**WHAT TO PRODUCE**.
Locate the word "license" in the entries below, then gather every line that holds it.

(Data records)

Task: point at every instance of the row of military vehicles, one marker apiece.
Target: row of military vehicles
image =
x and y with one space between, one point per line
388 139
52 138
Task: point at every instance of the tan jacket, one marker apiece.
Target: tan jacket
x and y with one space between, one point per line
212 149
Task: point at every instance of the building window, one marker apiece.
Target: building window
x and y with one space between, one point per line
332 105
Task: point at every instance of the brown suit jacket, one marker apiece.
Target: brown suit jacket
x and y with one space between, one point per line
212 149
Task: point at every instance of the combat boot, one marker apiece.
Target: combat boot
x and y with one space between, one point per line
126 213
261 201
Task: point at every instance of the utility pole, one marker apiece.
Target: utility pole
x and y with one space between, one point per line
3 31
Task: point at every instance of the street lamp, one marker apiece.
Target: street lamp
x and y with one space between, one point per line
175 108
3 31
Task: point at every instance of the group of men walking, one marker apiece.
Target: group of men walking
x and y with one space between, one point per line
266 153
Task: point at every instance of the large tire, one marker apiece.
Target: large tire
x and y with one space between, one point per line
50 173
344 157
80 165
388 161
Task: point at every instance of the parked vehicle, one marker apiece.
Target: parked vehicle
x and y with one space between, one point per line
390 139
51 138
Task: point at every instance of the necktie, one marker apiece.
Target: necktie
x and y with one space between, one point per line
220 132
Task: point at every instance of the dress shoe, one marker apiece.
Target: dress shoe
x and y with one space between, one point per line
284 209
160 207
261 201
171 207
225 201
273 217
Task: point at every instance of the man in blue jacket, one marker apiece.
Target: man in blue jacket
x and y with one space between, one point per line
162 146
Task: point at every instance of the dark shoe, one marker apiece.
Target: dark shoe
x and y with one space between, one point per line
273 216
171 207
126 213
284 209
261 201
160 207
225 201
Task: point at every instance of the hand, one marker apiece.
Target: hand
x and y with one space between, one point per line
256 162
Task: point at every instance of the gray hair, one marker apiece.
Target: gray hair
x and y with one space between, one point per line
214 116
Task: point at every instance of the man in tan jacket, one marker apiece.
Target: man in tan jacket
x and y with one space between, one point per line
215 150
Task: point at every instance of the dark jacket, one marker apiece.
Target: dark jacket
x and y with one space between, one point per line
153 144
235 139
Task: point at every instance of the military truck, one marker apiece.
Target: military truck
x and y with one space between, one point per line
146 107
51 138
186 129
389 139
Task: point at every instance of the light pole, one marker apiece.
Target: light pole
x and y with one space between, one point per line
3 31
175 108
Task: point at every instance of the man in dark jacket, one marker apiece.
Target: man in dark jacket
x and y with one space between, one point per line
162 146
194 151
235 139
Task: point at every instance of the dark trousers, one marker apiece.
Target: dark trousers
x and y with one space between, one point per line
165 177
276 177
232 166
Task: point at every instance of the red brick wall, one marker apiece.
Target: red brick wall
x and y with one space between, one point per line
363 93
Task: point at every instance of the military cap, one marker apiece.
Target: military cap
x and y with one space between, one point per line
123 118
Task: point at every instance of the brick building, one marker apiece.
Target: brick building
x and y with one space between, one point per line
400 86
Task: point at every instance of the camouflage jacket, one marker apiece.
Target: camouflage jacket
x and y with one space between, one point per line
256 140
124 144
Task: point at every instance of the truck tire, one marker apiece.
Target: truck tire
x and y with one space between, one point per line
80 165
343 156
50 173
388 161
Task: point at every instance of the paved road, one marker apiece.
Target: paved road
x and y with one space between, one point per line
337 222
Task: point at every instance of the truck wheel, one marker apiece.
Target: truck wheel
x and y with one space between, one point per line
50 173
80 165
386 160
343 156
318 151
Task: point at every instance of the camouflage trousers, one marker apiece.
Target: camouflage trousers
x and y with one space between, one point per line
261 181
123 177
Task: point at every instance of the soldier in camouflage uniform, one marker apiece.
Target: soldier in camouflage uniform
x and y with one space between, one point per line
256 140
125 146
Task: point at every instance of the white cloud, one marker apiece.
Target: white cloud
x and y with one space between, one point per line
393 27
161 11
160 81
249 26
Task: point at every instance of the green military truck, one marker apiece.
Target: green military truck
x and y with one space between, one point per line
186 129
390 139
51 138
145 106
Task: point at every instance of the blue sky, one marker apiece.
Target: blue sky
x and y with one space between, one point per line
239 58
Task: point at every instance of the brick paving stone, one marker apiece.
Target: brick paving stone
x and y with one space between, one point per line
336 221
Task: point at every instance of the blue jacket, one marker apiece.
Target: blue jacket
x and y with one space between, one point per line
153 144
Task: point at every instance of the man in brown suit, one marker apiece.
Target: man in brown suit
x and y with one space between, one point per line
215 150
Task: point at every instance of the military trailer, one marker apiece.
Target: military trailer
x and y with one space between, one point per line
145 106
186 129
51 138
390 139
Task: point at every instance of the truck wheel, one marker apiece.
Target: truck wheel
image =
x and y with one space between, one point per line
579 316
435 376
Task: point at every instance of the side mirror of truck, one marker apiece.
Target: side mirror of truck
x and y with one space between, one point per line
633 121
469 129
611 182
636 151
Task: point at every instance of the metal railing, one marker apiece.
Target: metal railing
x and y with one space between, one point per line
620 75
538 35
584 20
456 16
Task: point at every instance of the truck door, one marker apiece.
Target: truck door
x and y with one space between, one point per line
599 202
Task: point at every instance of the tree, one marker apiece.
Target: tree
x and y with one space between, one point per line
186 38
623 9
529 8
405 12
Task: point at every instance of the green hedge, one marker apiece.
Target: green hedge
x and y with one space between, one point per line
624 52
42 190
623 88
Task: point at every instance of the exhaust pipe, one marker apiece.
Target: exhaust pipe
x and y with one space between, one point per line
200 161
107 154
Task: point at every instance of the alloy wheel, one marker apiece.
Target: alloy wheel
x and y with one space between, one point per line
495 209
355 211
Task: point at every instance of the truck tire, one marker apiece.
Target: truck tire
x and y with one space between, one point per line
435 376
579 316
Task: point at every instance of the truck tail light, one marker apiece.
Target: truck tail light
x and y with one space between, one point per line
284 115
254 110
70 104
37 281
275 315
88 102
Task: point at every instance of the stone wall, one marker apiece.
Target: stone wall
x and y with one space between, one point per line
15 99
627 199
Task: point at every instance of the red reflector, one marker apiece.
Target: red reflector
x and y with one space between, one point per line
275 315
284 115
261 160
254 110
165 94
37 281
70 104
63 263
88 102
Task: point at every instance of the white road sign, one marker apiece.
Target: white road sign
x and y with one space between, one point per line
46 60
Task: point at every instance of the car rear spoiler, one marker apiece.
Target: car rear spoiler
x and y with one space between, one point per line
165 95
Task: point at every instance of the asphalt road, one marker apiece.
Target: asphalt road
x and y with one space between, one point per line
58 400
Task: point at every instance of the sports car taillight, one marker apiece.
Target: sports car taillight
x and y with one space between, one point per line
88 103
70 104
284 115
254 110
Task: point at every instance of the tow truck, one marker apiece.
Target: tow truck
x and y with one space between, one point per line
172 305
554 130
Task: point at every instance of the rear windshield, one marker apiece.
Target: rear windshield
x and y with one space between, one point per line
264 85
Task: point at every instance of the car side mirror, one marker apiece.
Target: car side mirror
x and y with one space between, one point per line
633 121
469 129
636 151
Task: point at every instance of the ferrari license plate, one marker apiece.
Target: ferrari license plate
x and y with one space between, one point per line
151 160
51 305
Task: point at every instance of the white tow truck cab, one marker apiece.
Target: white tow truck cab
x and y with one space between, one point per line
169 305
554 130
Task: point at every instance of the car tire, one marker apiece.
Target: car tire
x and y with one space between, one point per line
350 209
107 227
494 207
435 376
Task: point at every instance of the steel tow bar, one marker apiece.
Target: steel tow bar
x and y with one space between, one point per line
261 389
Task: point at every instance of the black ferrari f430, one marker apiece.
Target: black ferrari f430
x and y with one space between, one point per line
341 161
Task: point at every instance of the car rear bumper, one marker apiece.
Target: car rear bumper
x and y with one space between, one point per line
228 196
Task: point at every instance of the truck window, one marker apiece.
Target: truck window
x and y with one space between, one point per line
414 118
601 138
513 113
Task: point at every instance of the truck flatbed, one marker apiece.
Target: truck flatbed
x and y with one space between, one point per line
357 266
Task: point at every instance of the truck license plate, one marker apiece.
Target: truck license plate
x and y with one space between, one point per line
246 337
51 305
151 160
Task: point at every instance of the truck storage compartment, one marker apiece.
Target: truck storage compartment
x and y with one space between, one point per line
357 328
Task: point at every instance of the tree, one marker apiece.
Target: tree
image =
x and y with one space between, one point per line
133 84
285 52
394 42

**THE COMPLETED TASK**.
Task: point at every instance of the ferrari license plate, one marker apiece.
Target: ferrari license plate
Task: point at every instance of the truck license plate, one marker apiece.
Target: truck license plate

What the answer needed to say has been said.